§ **WHAT YOU HAVE TO DO**: Format the records below as a JSON list of strings, with one string per line and no blank lines.

§ **DATA**:
------------------------------------

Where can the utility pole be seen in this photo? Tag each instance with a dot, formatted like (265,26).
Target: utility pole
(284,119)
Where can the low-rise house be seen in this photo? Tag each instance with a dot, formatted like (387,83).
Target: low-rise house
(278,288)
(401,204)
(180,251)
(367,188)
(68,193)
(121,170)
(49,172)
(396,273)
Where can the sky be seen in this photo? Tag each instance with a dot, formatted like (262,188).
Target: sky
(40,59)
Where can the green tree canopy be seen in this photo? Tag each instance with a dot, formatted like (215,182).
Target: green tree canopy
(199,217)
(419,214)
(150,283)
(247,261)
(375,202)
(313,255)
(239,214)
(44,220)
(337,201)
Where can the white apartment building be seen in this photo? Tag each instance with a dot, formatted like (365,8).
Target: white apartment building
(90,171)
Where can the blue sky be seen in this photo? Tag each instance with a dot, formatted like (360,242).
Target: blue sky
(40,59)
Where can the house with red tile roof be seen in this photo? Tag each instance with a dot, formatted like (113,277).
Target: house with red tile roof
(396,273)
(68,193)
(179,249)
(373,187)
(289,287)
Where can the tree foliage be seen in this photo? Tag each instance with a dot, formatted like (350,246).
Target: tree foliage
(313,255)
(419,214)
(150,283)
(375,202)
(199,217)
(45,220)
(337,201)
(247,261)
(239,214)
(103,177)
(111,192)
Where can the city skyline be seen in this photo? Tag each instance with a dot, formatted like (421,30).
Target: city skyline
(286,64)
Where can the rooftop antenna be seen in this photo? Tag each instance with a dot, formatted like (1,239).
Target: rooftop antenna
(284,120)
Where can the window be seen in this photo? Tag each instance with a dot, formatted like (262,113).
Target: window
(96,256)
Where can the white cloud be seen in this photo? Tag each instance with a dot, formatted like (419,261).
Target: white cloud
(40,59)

------------------------------------

§ **THE OUTPUT**:
[
  "Where can the utility pole be seen in this photo? Tag each instance with a dot, formatted like (265,26).",
  "Target: utility pole",
  "(284,119)",
  "Where can the low-rise house be seen in this photo? Tag each instance with a dot, formatted like (387,83).",
  "Target: low-rise house",
  "(278,288)",
  "(401,204)",
  "(180,251)",
  "(367,188)",
  "(68,193)",
  "(121,170)",
  "(49,172)",
  "(396,273)",
  "Where can the sky be seen in this photo? Tag each instance with a dot, formatted like (262,188).",
  "Target: sky",
  "(40,59)",
  "Where can the green tree canopy be seen in this photo? Tag each instance with a dot, formatted like (215,182).",
  "Target: green tree canopy",
  "(199,217)",
  "(419,214)",
  "(150,283)",
  "(247,261)",
  "(375,202)",
  "(313,255)",
  "(239,214)",
  "(44,220)",
  "(337,201)",
  "Where can the white apartment building be seen in this photo? Tag each instance with a dot, formatted like (365,8).",
  "Target: white apartment building",
  "(90,171)",
  "Where can the blue sky be seen in this photo? Tag each instance with a dot, formatted like (360,242).",
  "Target: blue sky",
  "(40,59)",
  "Where can the house with red tile roof be seen in this photo? Tag each instance with a dot, formatted like (113,277).",
  "Target: house with red tile roof",
  "(396,273)",
  "(68,193)",
  "(179,249)",
  "(373,187)",
  "(289,287)",
  "Where can the tree foliage be seen in this photo? Tag each instance with a dot, formatted like (350,246).",
  "Target: tree foliage",
  "(313,255)",
  "(419,214)",
  "(150,283)",
  "(375,202)",
  "(199,217)",
  "(45,220)",
  "(337,201)",
  "(247,261)",
  "(239,214)",
  "(103,177)",
  "(111,192)",
  "Where can the city skyline be seen in this photo? Tag each instance with a dot, formatted like (421,30).",
  "Target: city skyline",
  "(286,64)",
  "Where can the rooftop antenna be seen in this photo? Tag each instance with a dot, formatted like (1,239).",
  "Target: rooftop antenna",
  "(284,120)",
  "Where can the window be seen in this photo? Tag each instance with a dot, formatted like (262,113).",
  "Target: window",
  "(96,256)",
  "Where can the white cloud be seen in this photo? Tag each instance with a dot, formatted like (419,261).",
  "Target: white cloud",
  "(40,59)"
]